Extrait choisi -
══════
Vaccin Mosquirix : « Le paludisme ne sera plus la première cause de décès chez les enfants »

Le 6 octobre, l’OMS a décidé de recommander l’administration d’un premier vaccin antipaludique aux enfants du continent. Entretien avec le Pr Alassane Dicko, qui a dirigé les tests au Mali.

Vaccination antipaludique à Yala, au Kenya, en octobre 2021 A health worker prepares a malaria vaccination for a child at Yala Sub-County hospital, in Yala, Kenya, on October 7, 2021. – World Health Organization (WHO) approved using the malaria vaccine, Mosquirix, on children between 5-month to 5-year old in sub-Saharan Africa and other parts with moderate to high malaria transmission after the malaria vaccine implementation programme (MVIP) in Ghana, Kenya, and Malawi since 2019.
© BRIAN ONGORO/AFP

Vaccination antipaludique à Yala, au Kenya, en octobre 2021 A health worker prepares a malaria vaccination for a child at Yala Sub-County hospital, in Yala, Kenya, on October 7, 2021. – World Health Organization (WHO) approved using the malaria vaccine, Mosquirix, on children between 5-month to 5-year old in sub-Saharan Africa and other parts with moderate to high malaria transmission after the malaria vaccine implementation programme (MVIP) in Ghana, Kenya, and Malawi since 2019. © BRIAN ONGORO/AFP

Bokar Sangareě

Publié le 12 octobre 2021 Lecture : 4 minutes.
══════
Descriptions de régions en langage naturel -
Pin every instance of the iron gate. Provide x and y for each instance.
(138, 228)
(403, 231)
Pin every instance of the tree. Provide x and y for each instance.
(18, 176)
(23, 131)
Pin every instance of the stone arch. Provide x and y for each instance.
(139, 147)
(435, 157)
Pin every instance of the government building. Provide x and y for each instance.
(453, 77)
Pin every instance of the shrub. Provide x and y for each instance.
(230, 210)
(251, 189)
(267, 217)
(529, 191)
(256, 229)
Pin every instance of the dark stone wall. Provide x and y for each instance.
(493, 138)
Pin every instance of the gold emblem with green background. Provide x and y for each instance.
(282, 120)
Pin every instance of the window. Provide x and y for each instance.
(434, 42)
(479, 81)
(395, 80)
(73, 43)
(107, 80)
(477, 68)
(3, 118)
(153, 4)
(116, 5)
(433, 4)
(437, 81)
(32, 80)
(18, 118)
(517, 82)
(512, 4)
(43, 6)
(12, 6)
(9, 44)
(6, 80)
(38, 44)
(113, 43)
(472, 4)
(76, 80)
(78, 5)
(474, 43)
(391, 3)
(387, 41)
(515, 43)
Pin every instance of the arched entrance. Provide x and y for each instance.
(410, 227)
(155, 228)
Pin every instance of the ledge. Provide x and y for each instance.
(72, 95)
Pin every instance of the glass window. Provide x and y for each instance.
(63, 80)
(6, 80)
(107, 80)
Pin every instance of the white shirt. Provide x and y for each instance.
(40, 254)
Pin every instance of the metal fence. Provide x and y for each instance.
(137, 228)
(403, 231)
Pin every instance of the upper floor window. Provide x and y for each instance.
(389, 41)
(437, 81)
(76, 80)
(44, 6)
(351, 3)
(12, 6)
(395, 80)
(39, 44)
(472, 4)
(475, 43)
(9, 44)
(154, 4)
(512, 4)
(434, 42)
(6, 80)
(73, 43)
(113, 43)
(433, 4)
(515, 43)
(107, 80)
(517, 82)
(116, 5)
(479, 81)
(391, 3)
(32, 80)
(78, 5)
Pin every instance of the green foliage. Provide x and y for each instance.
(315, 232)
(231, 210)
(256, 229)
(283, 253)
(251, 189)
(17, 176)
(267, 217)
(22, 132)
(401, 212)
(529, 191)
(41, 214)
══════
Consigne - Recopiez intégralement l'article sur le vaccin Mosquirix, sans rien y modifier.

Corrigé -
Vaccin Mosquirix : « Le paludisme ne sera plus la première cause de décès chez les enfants »

Le 6 octobre, l’OMS a décidé de recommander l’administration d’un premier vaccin antipaludique aux enfants du continent. Entretien avec le Pr Alassane Dicko, qui a dirigé les tests au Mali.

Vaccination antipaludique à Yala, au Kenya, en octobre 2021 A health worker prepares a malaria vaccination for a child at Yala Sub-County hospital, in Yala, Kenya, on October 7, 2021. – World Health Organization (WHO) approved using the malaria vaccine, Mosquirix, on children between 5-month to 5-year old in sub-Saharan Africa and other parts with moderate to high malaria transmission after the malaria vaccine implementation programme (MVIP) in Ghana, Kenya, and Malawi since 2019.
© BRIAN ONGORO/AFP

Vaccination antipaludique à Yala, au Kenya, en octobre 2021 A health worker prepares a malaria vaccination for a child at Yala Sub-County hospital, in Yala, Kenya, on October 7, 2021. – World Health Organization (WHO) approved using the malaria vaccine, Mosquirix, on children between 5-month to 5-year old in sub-Saharan Africa and other parts with moderate to high malaria transmission after the malaria vaccine implementation programme (MVIP) in Ghana, Kenya, and Malawi since 2019. © BRIAN ONGORO/AFP

Bokar Sangareě

Publié le 12 octobre 2021 Lecture : 4 minutes.